DESCRIPTION OF THE TASK
Transcribe the records word for word, leaving nothing out.

-- DATA RECORDS follows --

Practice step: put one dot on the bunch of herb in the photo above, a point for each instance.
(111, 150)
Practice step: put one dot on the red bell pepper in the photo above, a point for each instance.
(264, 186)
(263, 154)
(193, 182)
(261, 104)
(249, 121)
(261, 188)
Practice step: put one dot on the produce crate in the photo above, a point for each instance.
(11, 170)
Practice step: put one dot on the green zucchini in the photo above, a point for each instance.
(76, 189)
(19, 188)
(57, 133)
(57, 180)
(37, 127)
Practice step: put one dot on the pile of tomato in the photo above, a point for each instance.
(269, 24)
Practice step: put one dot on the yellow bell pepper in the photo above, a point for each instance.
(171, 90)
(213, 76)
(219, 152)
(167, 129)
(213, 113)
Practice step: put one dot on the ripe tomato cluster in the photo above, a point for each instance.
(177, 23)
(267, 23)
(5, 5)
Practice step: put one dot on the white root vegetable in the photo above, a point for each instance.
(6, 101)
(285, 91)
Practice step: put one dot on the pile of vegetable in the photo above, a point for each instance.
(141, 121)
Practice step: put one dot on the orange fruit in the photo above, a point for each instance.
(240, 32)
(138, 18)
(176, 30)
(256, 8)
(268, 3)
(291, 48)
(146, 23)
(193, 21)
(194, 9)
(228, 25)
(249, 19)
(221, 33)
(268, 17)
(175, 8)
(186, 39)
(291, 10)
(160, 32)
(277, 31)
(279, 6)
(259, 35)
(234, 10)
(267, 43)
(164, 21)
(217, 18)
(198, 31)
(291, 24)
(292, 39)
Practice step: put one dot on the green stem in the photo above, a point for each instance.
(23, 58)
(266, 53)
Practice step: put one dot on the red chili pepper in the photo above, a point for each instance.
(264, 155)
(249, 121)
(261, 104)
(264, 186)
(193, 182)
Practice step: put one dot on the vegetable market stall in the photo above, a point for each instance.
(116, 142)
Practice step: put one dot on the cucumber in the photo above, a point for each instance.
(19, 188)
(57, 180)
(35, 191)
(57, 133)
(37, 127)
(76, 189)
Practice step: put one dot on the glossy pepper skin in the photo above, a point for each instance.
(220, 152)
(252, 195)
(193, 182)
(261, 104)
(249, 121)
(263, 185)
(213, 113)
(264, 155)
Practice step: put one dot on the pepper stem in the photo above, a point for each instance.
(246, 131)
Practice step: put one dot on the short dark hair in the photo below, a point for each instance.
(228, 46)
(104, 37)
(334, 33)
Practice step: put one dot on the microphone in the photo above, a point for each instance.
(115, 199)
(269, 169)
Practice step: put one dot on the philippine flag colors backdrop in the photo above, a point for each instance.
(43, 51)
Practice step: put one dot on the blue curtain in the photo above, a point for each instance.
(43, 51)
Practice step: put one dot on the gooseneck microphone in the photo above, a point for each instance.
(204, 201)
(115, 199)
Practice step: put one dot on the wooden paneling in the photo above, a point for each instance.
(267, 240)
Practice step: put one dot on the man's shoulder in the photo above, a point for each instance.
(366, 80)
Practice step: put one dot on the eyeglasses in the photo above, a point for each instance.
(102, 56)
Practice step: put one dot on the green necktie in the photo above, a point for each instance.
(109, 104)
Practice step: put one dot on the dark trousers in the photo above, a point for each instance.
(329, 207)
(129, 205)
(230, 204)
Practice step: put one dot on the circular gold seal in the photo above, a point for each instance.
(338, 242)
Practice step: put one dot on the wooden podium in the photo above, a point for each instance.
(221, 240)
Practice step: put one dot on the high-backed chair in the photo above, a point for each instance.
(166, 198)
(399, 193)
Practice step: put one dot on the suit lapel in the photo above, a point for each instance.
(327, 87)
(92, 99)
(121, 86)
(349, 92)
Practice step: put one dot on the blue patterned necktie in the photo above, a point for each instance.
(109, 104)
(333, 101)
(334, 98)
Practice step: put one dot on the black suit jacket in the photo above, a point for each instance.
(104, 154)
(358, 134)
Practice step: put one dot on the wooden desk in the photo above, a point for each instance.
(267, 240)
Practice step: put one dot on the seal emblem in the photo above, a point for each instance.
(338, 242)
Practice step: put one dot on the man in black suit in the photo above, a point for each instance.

-- DATA RECORDS concluded --

FINISHED EXERCISE
Practice step: put one dot on the bunch of herb in the photo above, a point for each instance.
(111, 150)
Practice step: put one dot on the red bell pepper in the photo above, a point for each instance.
(264, 186)
(263, 154)
(193, 182)
(261, 104)
(249, 121)
(261, 188)
Practice step: put one dot on the produce crate in the photo above, a point for each instance.
(11, 170)
Practice step: put one dot on the green zucchini in the photo above, a point for each instance.
(76, 189)
(19, 188)
(57, 133)
(57, 180)
(37, 127)
Practice step: put one dot on the pile of tomato in the photo above, a point for each instance.
(269, 24)
Practice step: put one dot on the yellow bell pepper in the photo above, a point for each instance.
(171, 90)
(213, 76)
(219, 152)
(167, 129)
(213, 113)
Practice step: put one dot on the ripe tomato cluster in the photo above, a point for each instance.
(177, 23)
(267, 23)
(5, 5)
Practice step: put one dot on the white root vegetable in the photo above, a point for each instance.
(6, 101)
(285, 91)
Practice step: put one dot on the pile of vegetable in the photo above, a point for each instance.
(141, 121)
Practice step: put one dot on the orange fruit in the photo above, a point for each instance.
(240, 32)
(138, 18)
(176, 30)
(256, 8)
(268, 3)
(291, 48)
(146, 23)
(193, 21)
(194, 9)
(228, 25)
(249, 19)
(221, 33)
(268, 17)
(175, 8)
(186, 39)
(291, 10)
(160, 32)
(277, 31)
(279, 6)
(259, 35)
(234, 10)
(267, 43)
(164, 21)
(217, 18)
(198, 31)
(291, 24)
(292, 39)
Practice step: put one dot on the green stem in the photo above, a point for each instance.
(23, 58)
(266, 53)
Practice step: put one dot on the red chili pepper in the photo above, a point for each instance.
(264, 155)
(249, 121)
(261, 104)
(264, 186)
(193, 182)
Practice step: put one dot on the vegetable market stall in the photo above, a point for each instance.
(116, 142)
Practice step: put one dot on the cucumber in the photo above, a point for each instance.
(19, 188)
(57, 180)
(35, 191)
(57, 133)
(37, 127)
(76, 189)
Practice step: put one dot on the glossy pepper skin in the photo above, a point for each instance.
(220, 152)
(252, 195)
(193, 182)
(261, 104)
(249, 121)
(263, 185)
(213, 113)
(264, 155)
Practice step: put one dot on the pepper stem in the photo above, a point for each instance.
(246, 131)
Practice step: put one dot on the short dark hair in the photo below, a point for each instance.
(228, 46)
(104, 37)
(334, 33)
Practice step: put one dot on the microphone in the photo above, a point for each instance.
(115, 199)
(269, 169)
Practice step: put one dot on the philippine flag colors backdrop in the photo above, a point for each instance.
(43, 51)
Practice step: put one dot on the blue curtain in the photo above, a point for each instance.
(43, 51)
Practice step: put one dot on the gooseneck microphone in the photo above, a point for each instance.
(204, 201)
(115, 199)
Practice step: put one dot on the wooden paneling in the photo above, a point for each instance.
(267, 240)
Practice step: put one dot on the man's shoulder in the photo above, a point for each instance.
(366, 80)
Practice step: put one dot on the eyeglasses in the photo above, a point for each instance.
(102, 56)
Practice step: put one dot on the green necktie in the photo above, a point for each instance.
(109, 104)
Practice step: put one dot on the dark trousers in the photo above, a point for each instance.
(329, 207)
(129, 205)
(230, 204)
Practice step: put one dot on the circular gold seal in the photo above, a point for each instance.
(338, 242)
Practice step: put one dot on the wooden podium in the photo above, a point for each instance.
(221, 240)
Practice step: put one dot on the high-backed chair in the photo above, a point for each instance.
(166, 198)
(399, 193)
Practice step: put one dot on the suit lapel in the photo above, a point for each instance.
(327, 87)
(92, 99)
(121, 86)
(349, 92)
Practice step: put one dot on the blue patterned necktie in the photo above, a point for each instance.
(109, 104)
(333, 101)
(334, 98)
Practice step: put one dot on the black suit jacket in the photo above, a point for each instance.
(104, 154)
(358, 134)
Practice step: put one dot on the wooden desk in the photo above, a point for each instance.
(267, 240)
Practice step: put one dot on the seal emblem in the photo above, a point for each instance.
(338, 242)
Practice step: put one dot on the man in black suit in the photo above, a point for each instance.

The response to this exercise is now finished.